▸ **ACTIONS DEMANDÉES**:
[A] Répondez aux questions suivantes d'après le texte sur les récoltes en Afrique :
(i) Dans quel pays d'Afrique centrale les conditions de végétation des cultures sont-elles favorables jusqu'à présent ?
(ii) De combien la production totale de blé et d'orge devrait-elle être inférieure à celle de l'année dernière ?
(iii) Dans quels pays la production d'orge s'est-elle accrue ?
[B] Recopiez fidèlement, dans le texte sur les récoltes en Afrique, le passage qui va de « En Afrique centrale, les » jusqu'à « dans la moyenne. ».

▸ **TEXTE PRÉSENTÉ**:
★ ★ ★ ★
En Afrique centrale, les conditions de végétation des cultures sont favorables jusqu'à présent au Cameroun, tandis que des précipitations irrégulières et inférieures à la moyenne ont nui au développement végétatif dans certaines régions de la République centrafricaine.

En Afrique septentrionale, la récolte des céréales de la campagne d’hiver 2002 est terminée. Au total, la production de blé et d’orge devrait, selon les estimations, être inférieure d’environ quatre pour cent à celle de l’année dernière, elle-même supérieure à la moyenne. De meilleures récoltes en Égypte et au Maroc ne permettent pas de compenser une baisse de la production de blé en Algérie et en Tunisie. En revanche, l’accroissement de la production d’orge au Maroc et en Égypte a plus que compensé le recul en Algérie et en Tunisie. La production de paddy en Égypte devrait s'inscrire dans la moyenne.
★ ★ ★ ★
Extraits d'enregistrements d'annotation
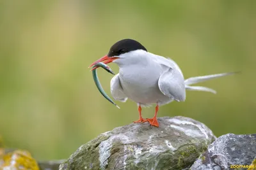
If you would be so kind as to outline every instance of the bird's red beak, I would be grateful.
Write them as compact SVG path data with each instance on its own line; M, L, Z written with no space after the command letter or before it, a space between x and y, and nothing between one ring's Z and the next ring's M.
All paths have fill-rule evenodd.
M119 59L119 57L108 57L108 55L101 57L100 59L99 59L99 60L96 60L95 62L93 62L91 65L90 65L89 67L93 66L95 64L97 64L98 62L102 62L104 64L108 64L110 62L112 62L113 60ZM97 69L98 67L94 67L93 69L92 69L91 70L93 70Z

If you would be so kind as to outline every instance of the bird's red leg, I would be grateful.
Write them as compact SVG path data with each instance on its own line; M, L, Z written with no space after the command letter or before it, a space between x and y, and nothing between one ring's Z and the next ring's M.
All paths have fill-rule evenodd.
M143 118L141 117L141 107L140 106L140 105L139 105L138 110L139 111L140 119L136 121L133 121L133 123L144 123L147 122L147 119Z
M156 119L156 116L157 115L158 110L159 110L159 106L158 106L158 104L157 104L156 106L155 116L154 116L154 117L152 118L147 118L147 120L149 122L149 124L151 125L154 125L156 127L159 127L157 120Z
★ ★ ★ ★
▸ **RÉPONSES DANS L'ORDRE**:
[A]
(i) Au Cameroun.
(ii) D'environ quatre pour cent.
(iii) Au Maroc et en Égypte.

[B]
En Afrique centrale, les conditions de végétation des cultures sont favorables jusqu'à présent au Cameroun, tandis que des précipitations irrégulières et inférieures à la moyenne ont nui au développement végétatif dans certaines régions de la République centrafricaine.

En Afrique septentrionale, la récolte des céréales de la campagne d’hiver 2002 est terminée. Au total, la production de blé et d’orge devrait, selon les estimations, être inférieure d’environ quatre pour cent à celle de l’année dernière, elle-même supérieure à la moyenne. De meilleures récoltes en Égypte et au Maroc ne permettent pas de compenser une baisse de la production de blé en Algérie et en Tunisie. En revanche, l’accroissement de la production d’orge au Maroc et en Égypte a plus que compensé le recul en Algérie et en Tunisie. La production de paddy en Égypte devrait s'inscrire dans la moyenne.